### Stated goal
Retype the whole listing below, character for character.

(Pointing and labeling entries)
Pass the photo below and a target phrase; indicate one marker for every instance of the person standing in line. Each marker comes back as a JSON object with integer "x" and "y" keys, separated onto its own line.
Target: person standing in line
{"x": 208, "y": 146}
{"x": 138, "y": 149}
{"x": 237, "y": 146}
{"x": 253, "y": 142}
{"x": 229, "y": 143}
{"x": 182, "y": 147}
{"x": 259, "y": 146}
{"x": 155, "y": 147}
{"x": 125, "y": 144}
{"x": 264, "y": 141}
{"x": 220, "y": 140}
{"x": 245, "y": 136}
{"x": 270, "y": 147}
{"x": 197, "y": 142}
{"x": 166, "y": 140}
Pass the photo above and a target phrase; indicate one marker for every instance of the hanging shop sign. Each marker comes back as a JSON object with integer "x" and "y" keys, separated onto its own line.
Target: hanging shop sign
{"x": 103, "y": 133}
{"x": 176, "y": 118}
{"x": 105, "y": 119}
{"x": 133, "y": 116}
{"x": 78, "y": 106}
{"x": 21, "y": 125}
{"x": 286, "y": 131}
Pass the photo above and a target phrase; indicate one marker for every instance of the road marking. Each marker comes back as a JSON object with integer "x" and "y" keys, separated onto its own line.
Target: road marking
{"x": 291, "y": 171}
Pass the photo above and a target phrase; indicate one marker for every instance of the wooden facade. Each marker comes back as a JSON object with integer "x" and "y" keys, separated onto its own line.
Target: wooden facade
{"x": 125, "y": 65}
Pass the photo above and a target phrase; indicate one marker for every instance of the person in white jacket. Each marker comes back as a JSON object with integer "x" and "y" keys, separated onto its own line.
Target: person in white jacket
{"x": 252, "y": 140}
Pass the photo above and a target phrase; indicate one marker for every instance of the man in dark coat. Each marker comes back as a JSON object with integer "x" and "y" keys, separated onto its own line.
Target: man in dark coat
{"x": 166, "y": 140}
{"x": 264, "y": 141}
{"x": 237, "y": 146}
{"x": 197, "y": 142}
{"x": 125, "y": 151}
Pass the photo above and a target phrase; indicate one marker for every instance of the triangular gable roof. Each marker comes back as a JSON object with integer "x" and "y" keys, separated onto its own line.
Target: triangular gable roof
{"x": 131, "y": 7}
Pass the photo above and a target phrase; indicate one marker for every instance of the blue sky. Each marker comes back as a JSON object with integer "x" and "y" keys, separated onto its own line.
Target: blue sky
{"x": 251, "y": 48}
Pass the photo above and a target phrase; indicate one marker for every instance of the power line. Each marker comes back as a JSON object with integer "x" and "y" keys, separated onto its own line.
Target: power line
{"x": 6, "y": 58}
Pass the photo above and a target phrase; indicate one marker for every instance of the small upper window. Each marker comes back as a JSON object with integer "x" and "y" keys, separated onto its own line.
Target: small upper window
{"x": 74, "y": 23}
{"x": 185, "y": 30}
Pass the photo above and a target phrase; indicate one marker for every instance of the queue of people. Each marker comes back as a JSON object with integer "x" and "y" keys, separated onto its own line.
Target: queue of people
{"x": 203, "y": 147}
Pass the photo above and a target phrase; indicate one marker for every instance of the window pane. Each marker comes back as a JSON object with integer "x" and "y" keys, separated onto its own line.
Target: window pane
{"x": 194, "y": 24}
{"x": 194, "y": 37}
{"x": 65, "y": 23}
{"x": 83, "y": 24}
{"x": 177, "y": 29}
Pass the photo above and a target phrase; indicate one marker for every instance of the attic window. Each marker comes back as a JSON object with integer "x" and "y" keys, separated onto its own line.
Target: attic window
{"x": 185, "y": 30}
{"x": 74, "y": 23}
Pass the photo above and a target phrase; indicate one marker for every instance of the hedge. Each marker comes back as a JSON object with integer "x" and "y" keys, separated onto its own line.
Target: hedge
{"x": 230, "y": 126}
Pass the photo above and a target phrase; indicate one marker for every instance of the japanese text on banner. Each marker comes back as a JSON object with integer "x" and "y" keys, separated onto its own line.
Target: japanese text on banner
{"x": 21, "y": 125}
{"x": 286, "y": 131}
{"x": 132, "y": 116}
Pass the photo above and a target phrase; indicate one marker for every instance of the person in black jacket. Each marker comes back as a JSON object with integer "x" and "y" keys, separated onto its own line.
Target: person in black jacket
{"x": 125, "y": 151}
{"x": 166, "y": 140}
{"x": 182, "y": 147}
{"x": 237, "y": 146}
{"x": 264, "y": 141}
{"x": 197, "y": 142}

### Task result
Pass the photo below and a target phrase; indicate one marker for every instance of the person standing in line. Each marker comes back as a JSON object with integer "x" and "y" keys, separated onto its own line.
Target: person standing in line
{"x": 208, "y": 146}
{"x": 138, "y": 149}
{"x": 237, "y": 146}
{"x": 253, "y": 142}
{"x": 229, "y": 143}
{"x": 182, "y": 147}
{"x": 259, "y": 146}
{"x": 155, "y": 147}
{"x": 125, "y": 144}
{"x": 264, "y": 141}
{"x": 220, "y": 140}
{"x": 245, "y": 136}
{"x": 270, "y": 147}
{"x": 197, "y": 142}
{"x": 166, "y": 140}
Pass the photo above and a target phrase; indicate one marker for every instance of the hanging shop sign. Each marker comes back as a JSON object with integer "x" and "y" keys, separated onto its own line.
Target: hanging shop sign
{"x": 103, "y": 133}
{"x": 176, "y": 118}
{"x": 105, "y": 119}
{"x": 133, "y": 116}
{"x": 78, "y": 106}
{"x": 21, "y": 125}
{"x": 286, "y": 131}
Pass the photo above and a target phrase; indicate one marker for every instance of the road marking. Each marker comes back as a JSON object with integer "x" and "y" keys, separated onto its own line.
Target: road marking
{"x": 291, "y": 171}
Pass the photo above and a target phrase; indicate one marker for every instance of the wooden facade. Each marker comes back as a JSON object with integer "x" and "y" keys, separated onto its own line.
Target: wooden facade
{"x": 125, "y": 65}
Pass the photo above and a target phrase; indicate one marker for every instance of the person in white jacket. Each marker comes back as a JSON object with integer "x" and "y" keys, separated onto its own line.
Target: person in white jacket
{"x": 252, "y": 140}
Pass the photo above and a target phrase; indicate one marker for every instance of the man in dark coat. Each marker comes back as a JSON object with integer "x" and "y" keys, separated onto its own line.
Target: man in dark coat
{"x": 166, "y": 140}
{"x": 264, "y": 141}
{"x": 237, "y": 146}
{"x": 197, "y": 142}
{"x": 125, "y": 151}
Pass the photo above and a target phrase; indicate one marker for every instance of the triangular gable roof. Each marker comes back as a JSON object with integer "x" and "y" keys, separated onto its own line.
Target: triangular gable roof
{"x": 131, "y": 7}
Pass the photo above and a target phrase; indicate one marker for every instance of the blue sky. Each marker comes back as a JSON object with integer "x" and "y" keys, separated onto its own line.
Target: blue sky
{"x": 251, "y": 48}
Pass the photo above and a target phrase; indicate one marker for every instance of the power line. Each marker comes back as a JSON object with integer "x" and "y" keys, separated onto its own line.
Target: power line
{"x": 6, "y": 58}
Pass the photo above and a target phrase; indicate one marker for every instance of the small upper window. Each marker comes back as a JSON object with integer "x" and "y" keys, separated onto its own line.
Target: small upper window
{"x": 74, "y": 23}
{"x": 185, "y": 30}
Pass the photo above and a target phrase; indicate one marker for every instance of the queue of people. Each marker comes back as a JSON object with integer "x" and "y" keys, separated onto its own line.
Target: queue of people
{"x": 203, "y": 147}
Pass the photo above and a target phrase; indicate one marker for every instance of the window pane. Each marker comes back as a JSON object with integer "x" and "y" keys, separated onto its own line.
Target: window pane
{"x": 194, "y": 24}
{"x": 194, "y": 37}
{"x": 65, "y": 23}
{"x": 83, "y": 24}
{"x": 177, "y": 29}
Pass the photo above and a target phrase; indicate one marker for every instance of the attic window. Each marker comes back as a JSON object with integer "x" and "y" keys, separated onto its own line.
Target: attic window
{"x": 185, "y": 30}
{"x": 74, "y": 23}
Pass the photo above and a target phrase; indicate one marker for every instance of the hedge. Each marker comes back as a JSON object with integer "x" and "y" keys, separated onto its own line.
Target: hedge
{"x": 230, "y": 126}
Pass the photo above and a target phrase; indicate one marker for every instance of the japanese text on banner. Each marker comes back as a JSON object with integer "x" and "y" keys, separated onto its own line.
Target: japanese text on banner
{"x": 21, "y": 125}
{"x": 286, "y": 131}
{"x": 132, "y": 116}
Pass the photo above and a target phrase; indicate one marker for every instance of the person in black jacket. Each marker comes back as a JSON object with integer "x" and "y" keys, separated onto its own line.
Target: person in black jacket
{"x": 125, "y": 151}
{"x": 166, "y": 140}
{"x": 182, "y": 147}
{"x": 237, "y": 146}
{"x": 264, "y": 141}
{"x": 197, "y": 142}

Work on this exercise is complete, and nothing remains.